• [Extract]:
Blog Post

“Bathroom” Controversy Heads to Supreme Court

200352787-001In yet another reason why the faithful must be extremely careful when casting their vote for president next week, an evenly divided Supreme Court is set to make another major ruling next June in a case involving the right of transgendered students to use school bathrooms that correspond to their perceived gender.

Fox News is reporting on the decision by the U.S. Supreme Court to take up the case of Gloucester County School Board v. G.G. which involves a female student named Gavin Grimm who identifies as a male.

Grimm, a 17 year-old senior, was permitted to use the boys’ restroom for a few weeks in 2014 until parents complained. The local school board decided to adopt a policy requiring students to use the restroom that corresponds to their biological gender or to use a private, single-stall restroom.

Grimm decided to sue, and is now backed by the Obama administration which issued a “Dear Colleague” letter this summer instructing schools to allow students to use the restroom that corresponds to their “gender identity” rather than to their biological gender. The administration claims that refusal to comply violates Title IX, a federal law that bars sex discrimination in schools.

The high court granted certiorari [an agreement to revisit the ruling of a lower court] in the case, but is limiting the ruling to deciding if the “Dear Colleague” letter carries the force of law and whether or not the administration’s Title IX argument is valid.

Although a 3-judge panel of the 4th U.S. Circuit Court of Appeals ruled in favor of Grimm, the Supreme Court voted 5-3 to grant an emergency appeal from the school board to put the issue on hold until the high court can decide on whether or not to hear the case. In that ruling, Justice Stephen Breyer, who usually rules with the liberal wing of the Court, sided instead with the four conservative justices to “preserve the status quo” and leave current school bathroom policy in effect until the Court decided whether or not to take on the issue. However, he clearly stated that he did so only out of courtesy and not because he agreed with the school board’s position in the case.

The Court’s decision to take up the case pleased Gloucester County school board chairman Troy Andersen who praised the court for agreeing to hear such a difficult case. "The board looks forward to explaining to the Court that its restroom and locker room policy carefully balances the interests of all students and parents in the Gloucester County school system," Andersen told Fox.

• [Dataset extract]:

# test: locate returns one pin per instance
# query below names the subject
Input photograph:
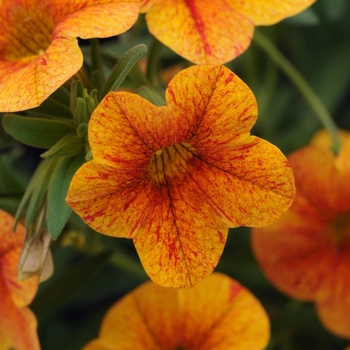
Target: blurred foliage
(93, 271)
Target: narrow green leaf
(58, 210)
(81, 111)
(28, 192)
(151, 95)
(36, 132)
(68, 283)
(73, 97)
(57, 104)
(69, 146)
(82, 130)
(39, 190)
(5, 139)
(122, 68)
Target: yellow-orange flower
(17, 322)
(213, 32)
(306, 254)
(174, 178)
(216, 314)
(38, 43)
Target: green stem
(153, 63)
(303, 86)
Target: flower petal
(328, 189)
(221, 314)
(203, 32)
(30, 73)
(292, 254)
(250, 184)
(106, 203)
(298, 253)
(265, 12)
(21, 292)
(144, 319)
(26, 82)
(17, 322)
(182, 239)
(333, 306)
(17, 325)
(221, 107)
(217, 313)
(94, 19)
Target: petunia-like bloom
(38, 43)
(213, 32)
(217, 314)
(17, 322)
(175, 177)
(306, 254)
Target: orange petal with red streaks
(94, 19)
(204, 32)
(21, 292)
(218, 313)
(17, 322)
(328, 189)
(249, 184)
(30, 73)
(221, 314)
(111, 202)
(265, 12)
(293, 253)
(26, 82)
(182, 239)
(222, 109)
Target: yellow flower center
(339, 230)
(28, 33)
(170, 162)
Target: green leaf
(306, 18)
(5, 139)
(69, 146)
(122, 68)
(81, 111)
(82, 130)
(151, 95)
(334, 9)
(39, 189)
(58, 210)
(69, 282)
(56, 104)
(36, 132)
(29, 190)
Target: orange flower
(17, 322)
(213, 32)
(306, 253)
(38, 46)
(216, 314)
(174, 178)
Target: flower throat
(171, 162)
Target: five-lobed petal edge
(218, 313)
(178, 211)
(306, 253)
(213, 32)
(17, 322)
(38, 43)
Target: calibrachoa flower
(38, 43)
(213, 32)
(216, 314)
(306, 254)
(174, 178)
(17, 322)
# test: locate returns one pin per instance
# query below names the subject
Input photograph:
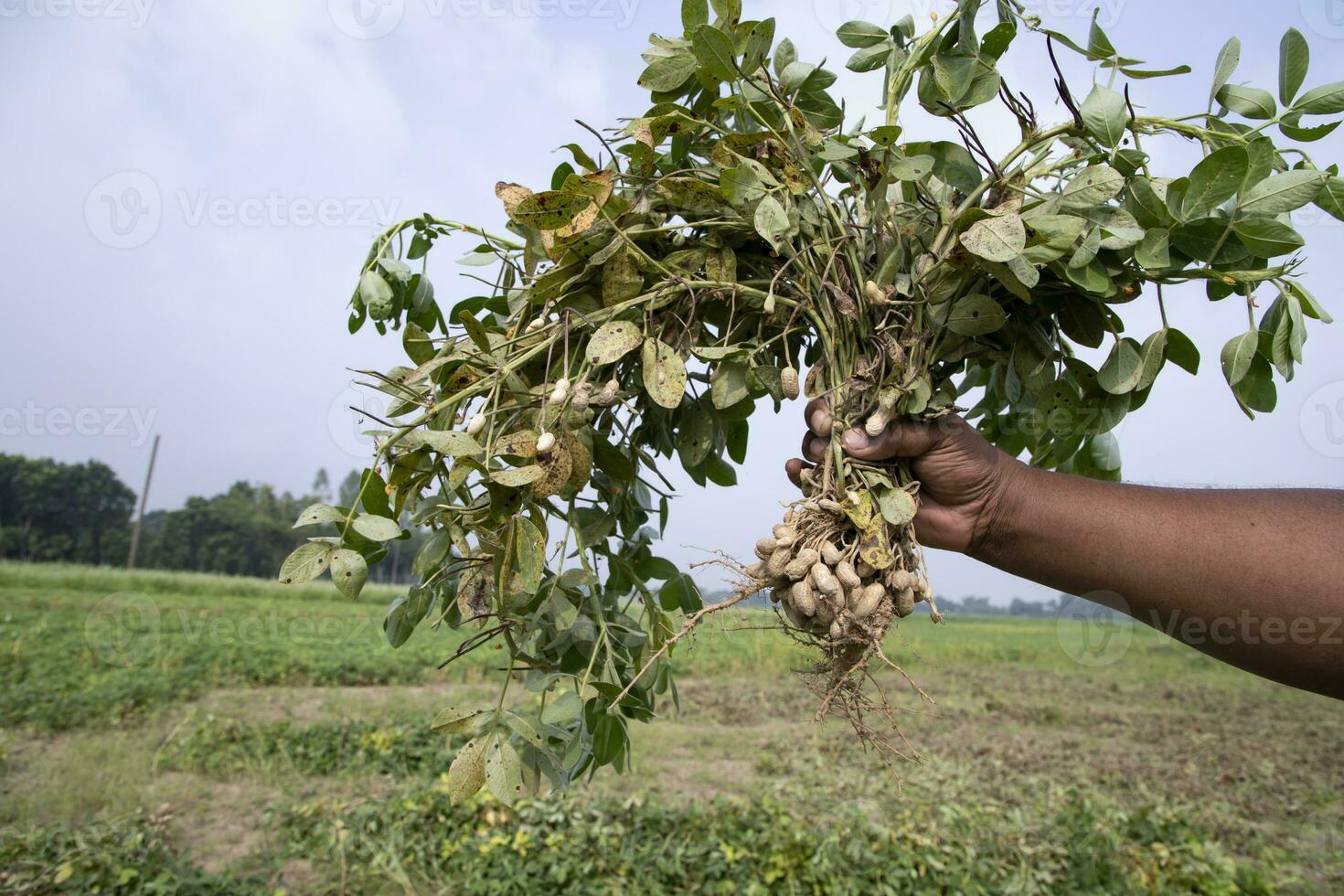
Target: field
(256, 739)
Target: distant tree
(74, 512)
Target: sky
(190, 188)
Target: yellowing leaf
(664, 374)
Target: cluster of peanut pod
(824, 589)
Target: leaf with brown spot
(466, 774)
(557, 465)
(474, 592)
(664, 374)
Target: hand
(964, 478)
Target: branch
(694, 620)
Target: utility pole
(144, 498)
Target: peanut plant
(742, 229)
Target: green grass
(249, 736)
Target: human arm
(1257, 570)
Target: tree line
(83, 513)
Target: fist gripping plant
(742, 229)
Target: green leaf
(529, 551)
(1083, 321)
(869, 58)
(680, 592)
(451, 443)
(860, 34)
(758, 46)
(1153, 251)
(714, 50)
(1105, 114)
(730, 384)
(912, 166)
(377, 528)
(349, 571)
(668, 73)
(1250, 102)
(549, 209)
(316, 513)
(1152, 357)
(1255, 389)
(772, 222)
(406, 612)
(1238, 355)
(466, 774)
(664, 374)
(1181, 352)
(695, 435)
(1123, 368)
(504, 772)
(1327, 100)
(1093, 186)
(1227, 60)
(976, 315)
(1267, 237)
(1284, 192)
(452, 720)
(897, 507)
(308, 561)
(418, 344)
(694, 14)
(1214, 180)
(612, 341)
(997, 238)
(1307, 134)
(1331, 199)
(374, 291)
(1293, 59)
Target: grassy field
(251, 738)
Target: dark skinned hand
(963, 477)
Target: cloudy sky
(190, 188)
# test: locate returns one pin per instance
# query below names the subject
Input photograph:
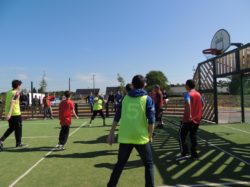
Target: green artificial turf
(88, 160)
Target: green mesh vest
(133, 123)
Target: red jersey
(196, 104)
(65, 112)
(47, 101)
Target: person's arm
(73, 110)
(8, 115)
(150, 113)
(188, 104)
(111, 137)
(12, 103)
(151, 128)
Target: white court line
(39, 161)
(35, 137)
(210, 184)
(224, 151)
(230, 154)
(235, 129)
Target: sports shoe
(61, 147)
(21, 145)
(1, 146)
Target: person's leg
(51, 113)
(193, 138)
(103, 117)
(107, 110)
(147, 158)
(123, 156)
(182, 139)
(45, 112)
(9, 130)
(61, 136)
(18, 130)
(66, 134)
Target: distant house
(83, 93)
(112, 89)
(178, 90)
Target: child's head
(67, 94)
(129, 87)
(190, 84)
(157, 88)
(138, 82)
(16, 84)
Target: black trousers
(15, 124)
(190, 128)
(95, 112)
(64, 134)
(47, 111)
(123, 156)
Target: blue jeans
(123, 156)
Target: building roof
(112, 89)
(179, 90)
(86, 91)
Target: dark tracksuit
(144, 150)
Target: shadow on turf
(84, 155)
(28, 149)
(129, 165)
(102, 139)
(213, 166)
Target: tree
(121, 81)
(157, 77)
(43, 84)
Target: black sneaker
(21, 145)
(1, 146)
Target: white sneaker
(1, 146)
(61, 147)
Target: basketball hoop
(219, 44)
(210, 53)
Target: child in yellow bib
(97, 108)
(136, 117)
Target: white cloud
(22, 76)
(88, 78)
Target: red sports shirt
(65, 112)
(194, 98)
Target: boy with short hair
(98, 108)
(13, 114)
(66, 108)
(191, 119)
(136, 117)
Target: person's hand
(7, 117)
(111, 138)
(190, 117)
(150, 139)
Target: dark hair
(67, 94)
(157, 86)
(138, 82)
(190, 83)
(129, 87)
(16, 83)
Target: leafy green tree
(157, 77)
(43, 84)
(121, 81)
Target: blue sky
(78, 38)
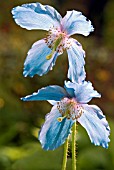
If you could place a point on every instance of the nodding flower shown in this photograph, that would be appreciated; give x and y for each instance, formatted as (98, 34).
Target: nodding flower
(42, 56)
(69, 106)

• [Explore the material]:
(1) Please check statements (a), (b) and (c) against the bathroom-case blog post. For each, answer yes or no and quote the deciding words of the post exactly. (a) The Supreme Court voted 5-3 to grant the school board's emergency appeal. (b) Grimm used the boys' restroom for several months in 2014 before parents complained. (c) Justice Breyer sided with the conservative justices because he agreed with the school board's position.
(2) Resume the bathroom-case blog post from the point after its final sentence.

• [Answers to each task]:
(1)
(a) Yes: "the Supreme Court voted 5-3 to grant an emergency appeal from the school board"
(b) No: "was permitted to use the boys’ restroom for a few weeks in 2014 until parents complained"
(c) No: "he did so only out of courtesy and not because he agreed with the school board’s position in the case"

(2)
Alliance Defending Freedom (ADF), a non-profit litigation organization, filed a friend-of-the-court brief with the U.S. Supreme Court on behalf of 8,914 concerned parents, students, grandparents, and community members, as well as more than 40 state family policy councils, all of whom support the school district’s policy that protects the privacy and dignity of every student on campus.

“Schools have a duty to protect the privacy and safety of all students,” said ADF Senior Counsel Gary McCaleb. “That’s a compelling reason for the Supreme Court to review the 4th Circuit’s decision in this case, especially when other courts—including the 4th Circuit itself previously—have upheld that principle. In light of the right to bodily privacy, federal law should not be twisted to require that a male be given access to the girls’ facilities, or a female to the boys’ facilities. The Supreme Court should reverse the 4th Circuit’s ruling, which is out of step with the law and previous federal court precedent.”

As for Grimm, he did not want the case to go to the Supreme Court.

"I never thought that my restroom use would ever turn into any kind of national debate," Grimm said after the court announced it will hear his case. "The only thing I ever asked for was the right to be treated like everyone else. While I'm disappointed that I will have to spend my final school year being singled out and treated differently from every other guy, I will do everything I can to make sure that other transgender students don't have to go through the same experience."

The Supreme Court has heard several critical cases in recent years that have severely affected the moral fabric of the nation. Most notably is the case which led to the legalization of same-sex marriage, as well as this summer’s ruling which struck down a Texas abortion clinic law and which will now allow the abortion industry to overturn common sense safety laws in dozens of states where clinics had been forced to closed.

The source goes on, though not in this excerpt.